### Requirement:
Please extract every item below word for word, leaving out the picture.

Rows from a pointing dataset:

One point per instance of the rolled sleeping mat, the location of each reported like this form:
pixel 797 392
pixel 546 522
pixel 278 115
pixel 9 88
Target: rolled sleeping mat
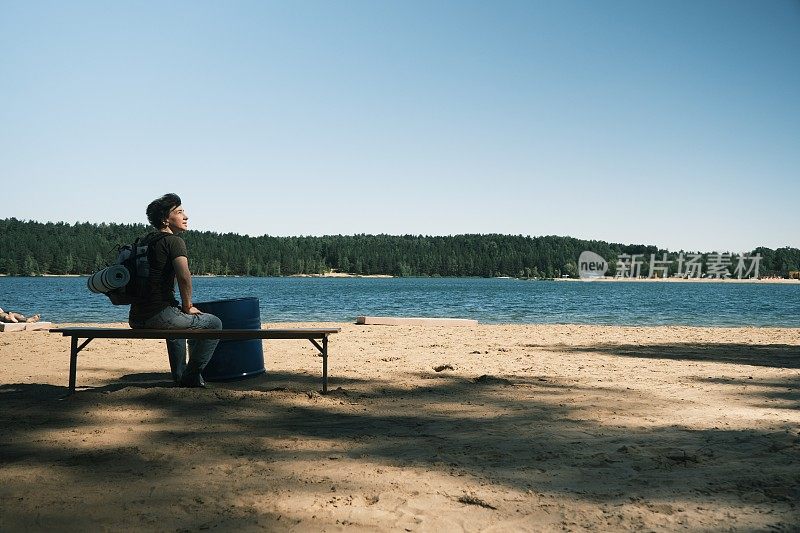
pixel 108 279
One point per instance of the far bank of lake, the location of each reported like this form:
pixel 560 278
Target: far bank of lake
pixel 489 300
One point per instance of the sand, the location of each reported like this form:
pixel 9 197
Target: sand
pixel 486 428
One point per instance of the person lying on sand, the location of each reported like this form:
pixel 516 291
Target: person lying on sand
pixel 11 317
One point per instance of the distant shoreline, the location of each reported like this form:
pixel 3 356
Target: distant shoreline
pixel 778 281
pixel 782 281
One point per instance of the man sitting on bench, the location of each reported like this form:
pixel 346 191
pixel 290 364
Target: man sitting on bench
pixel 167 256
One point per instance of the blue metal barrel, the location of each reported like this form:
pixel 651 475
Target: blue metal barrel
pixel 235 359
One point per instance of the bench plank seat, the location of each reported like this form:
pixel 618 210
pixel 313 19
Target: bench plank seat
pixel 310 334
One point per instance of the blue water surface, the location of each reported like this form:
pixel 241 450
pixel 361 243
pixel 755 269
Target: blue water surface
pixel 487 300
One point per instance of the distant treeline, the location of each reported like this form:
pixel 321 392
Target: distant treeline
pixel 30 248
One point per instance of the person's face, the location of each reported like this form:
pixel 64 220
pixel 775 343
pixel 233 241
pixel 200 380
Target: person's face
pixel 177 221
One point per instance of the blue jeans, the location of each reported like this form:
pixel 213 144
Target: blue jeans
pixel 200 350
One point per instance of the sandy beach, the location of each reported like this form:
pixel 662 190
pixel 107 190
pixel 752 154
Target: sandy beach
pixel 484 428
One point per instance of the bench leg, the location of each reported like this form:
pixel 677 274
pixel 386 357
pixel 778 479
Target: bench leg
pixel 73 364
pixel 325 364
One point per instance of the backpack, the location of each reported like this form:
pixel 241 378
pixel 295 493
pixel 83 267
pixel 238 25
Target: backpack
pixel 134 257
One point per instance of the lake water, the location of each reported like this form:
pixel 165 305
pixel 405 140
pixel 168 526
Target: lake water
pixel 487 300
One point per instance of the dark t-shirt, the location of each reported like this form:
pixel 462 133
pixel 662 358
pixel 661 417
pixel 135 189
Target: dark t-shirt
pixel 161 289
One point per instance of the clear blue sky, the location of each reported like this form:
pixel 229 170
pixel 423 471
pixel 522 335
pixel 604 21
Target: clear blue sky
pixel 668 123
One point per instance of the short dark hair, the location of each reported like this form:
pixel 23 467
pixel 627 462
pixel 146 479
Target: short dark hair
pixel 159 209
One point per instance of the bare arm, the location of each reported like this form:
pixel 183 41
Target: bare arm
pixel 184 277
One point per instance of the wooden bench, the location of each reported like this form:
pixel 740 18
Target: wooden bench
pixel 89 334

### Response:
One point per instance of the rolled sleeping mat, the location of each reported like this form:
pixel 797 392
pixel 546 522
pixel 278 115
pixel 9 88
Target: rolled sleeping mat
pixel 108 279
One point per instance of the far bank of lake, the location of each reported like this form:
pixel 560 278
Target: far bank of lake
pixel 489 300
One point per instance of the sand, the location of each reported like this form:
pixel 9 197
Target: sand
pixel 486 428
One point per instance of the person lying on sand, the location of each reported like this form:
pixel 516 291
Target: person lying on sand
pixel 11 317
One point per instance of the distant shoreline, the location of each reported like this form:
pixel 3 356
Target: distant shoreline
pixel 778 281
pixel 782 281
One point per instance of the man sitting on bench, the location of each reported like this form:
pixel 346 191
pixel 290 364
Target: man sitting on bench
pixel 167 256
One point per instance of the blue metal barrel, the location of each reported like this form:
pixel 651 475
Target: blue metal barrel
pixel 235 359
One point per instance of the bench plank seat, the location of each reported like this form:
pixel 618 210
pixel 313 19
Target: bench plank seat
pixel 310 334
One point per instance of the blue water surface, the location of each reported like this form:
pixel 241 450
pixel 361 243
pixel 755 269
Target: blue water surface
pixel 487 300
One point per instance of the distant treeline, the location of each reported like this form:
pixel 321 392
Target: distant treeline
pixel 30 248
One point per instance of the person's face, the location of each reported like this form:
pixel 64 220
pixel 775 343
pixel 233 241
pixel 200 380
Target: person's face
pixel 177 221
One point per instance of the blue jeans, the location of each reported like this form:
pixel 213 144
Target: blue jeans
pixel 200 350
One point per instance of the sandy beach, the location of each reported like this form:
pixel 662 190
pixel 107 190
pixel 752 154
Target: sandy beach
pixel 484 428
One point per instance of the bench leg, the location of each reported like this form:
pixel 677 274
pixel 386 357
pixel 778 479
Target: bench leg
pixel 73 364
pixel 325 364
One point per instance of the backpack, the location of each reported like this form:
pixel 241 378
pixel 295 493
pixel 83 267
pixel 238 25
Target: backpack
pixel 134 257
One point per instance of the lake water, the location of each reported like this form:
pixel 165 305
pixel 405 140
pixel 168 526
Target: lake water
pixel 487 300
One point per instance of the dark t-shirt, the location of each reported like this form:
pixel 462 133
pixel 662 358
pixel 661 417
pixel 135 189
Target: dark t-shirt
pixel 161 289
One point per instance of the clear blue sky, the location of each reported like this form:
pixel 229 170
pixel 423 471
pixel 522 335
pixel 604 21
Target: clear blue sky
pixel 668 123
One point per instance of the short dark hair, the location of each reported like this form:
pixel 23 467
pixel 627 462
pixel 146 479
Target: short dark hair
pixel 159 209
One point per instance of the bare arm, the location of each reported like this form:
pixel 183 41
Target: bare arm
pixel 184 277
One point per instance of the wooden bench, the location of each reported like this form:
pixel 740 18
Target: wooden bench
pixel 89 334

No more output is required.